■ DESCRIPTION OF THE TASK:
Answer these questions about the museum account below:
(a) How long was it until the flight when the tour guide began telling the group to hurry?
(b) According to one sign in the minorities section, what kind of religion was ancestor worship?
(c) What does the account say China adds to counter the separatists' claim about the mummies?

■ PROVIDED TEXT:
********************
Why is this a problem for China? Many Uighur separatists use these mummies to claim that Xinjiang has never traditionally been a part of China. Just because Xinjiang was an autonomous territory of the last empire of China, does not mean that Xinjiang belongs to China. This history of the Proto Indo-Europeans definitely explains the presence of blond and red haird, blue eyed people in Xinjiang, but of course, China can not have the public thinking that Xinjiang was not always Chinese. So what do they do? They throw in a Han Chinese mummy from a few thousand years later. See! There are Han Chinese mummies too!!

While I wasn’t allowed to take photos of the mummies (not that the signs stopped the fifty or so Chinese tourists taking photos with flash), I found some photos online.

This is what she is believed to look like in real life

An example of the elaborate tattoos

When we couldn’t deal with the crowd any longer, we continued on to the minorities section of the exhibit. This was a whole portion of the museum dedicated to the many minorities of Xinjiang. Some of these minorities only have a few thousand people living in Xinjiang, but had their own rooms with mannequins dressed in traditional clothing, weapons, art, etc. There is something that always bothers me about the Chinese presentation about their minorities. It may be the blunt English translation, but one sign stated that a particular minority practiced ancestor worship, a “primitive” form of religion. Don’t many Han Chinese families pay homage to their ancestors through burning (fake) paper money and having family shrines?

While we were wandering the exhibit, our tour guide started to get anxious, telling us to hurry so we wouldn’t miss our flight. We still had a full SIX HOURS till our flight. We told her that last time we had to wait for hours before we were even allowed to check in. She paced the museum anxiously, waiting for us to finish. We took our time anyway, annoyed that she was rushing us. I’d much rather wander around a museum than play two-person card games for five hours.

Eventually we made it onto the bus. We were going to kill time for an hour or so at another bazaar. I was excited to pick up a few more souvenirs from Xinjiang, however, our guide, panicked at this point, told us we needed to head straight to the airport. NOT AGAIN. We explained to her that we weren’t allowed to check in until an hour before our flight, however, she told us that traffic was awful and we wouldn’t have time to stop anywhere. Angry, I put in my headphones and settled in for the ride to the airport. About ten minutes from the airport, I heard a barrage of rapid Chinese between the tour guide and Joe. Apparently, our flight wasn’t delayed after all, and there was no record of it ever having been delayed. What?! What kind of airport un-delays a flight an hour before the plane is about to take off?
********************
■ DATA SUPPLIED:
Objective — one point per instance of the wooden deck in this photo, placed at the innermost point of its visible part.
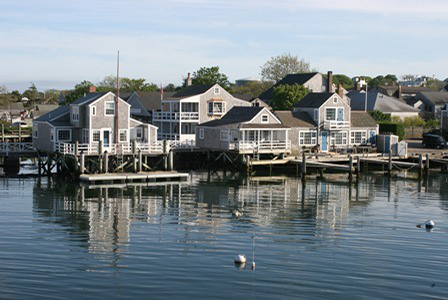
(110, 178)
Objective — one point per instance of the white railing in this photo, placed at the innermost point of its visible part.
(336, 124)
(123, 148)
(260, 145)
(184, 116)
(16, 148)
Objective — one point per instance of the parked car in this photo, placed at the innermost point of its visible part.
(433, 141)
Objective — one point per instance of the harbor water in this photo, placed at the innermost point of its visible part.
(326, 239)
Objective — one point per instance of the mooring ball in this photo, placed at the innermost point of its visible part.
(240, 258)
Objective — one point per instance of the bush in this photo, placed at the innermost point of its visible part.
(393, 128)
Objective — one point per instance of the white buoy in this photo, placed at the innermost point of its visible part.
(240, 258)
(236, 213)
********************
■ REPLY TO THE TASK:
(a) Six hours.
(b) A "primitive" form of religion.
(c) A Han Chinese mummy from a few thousand years later.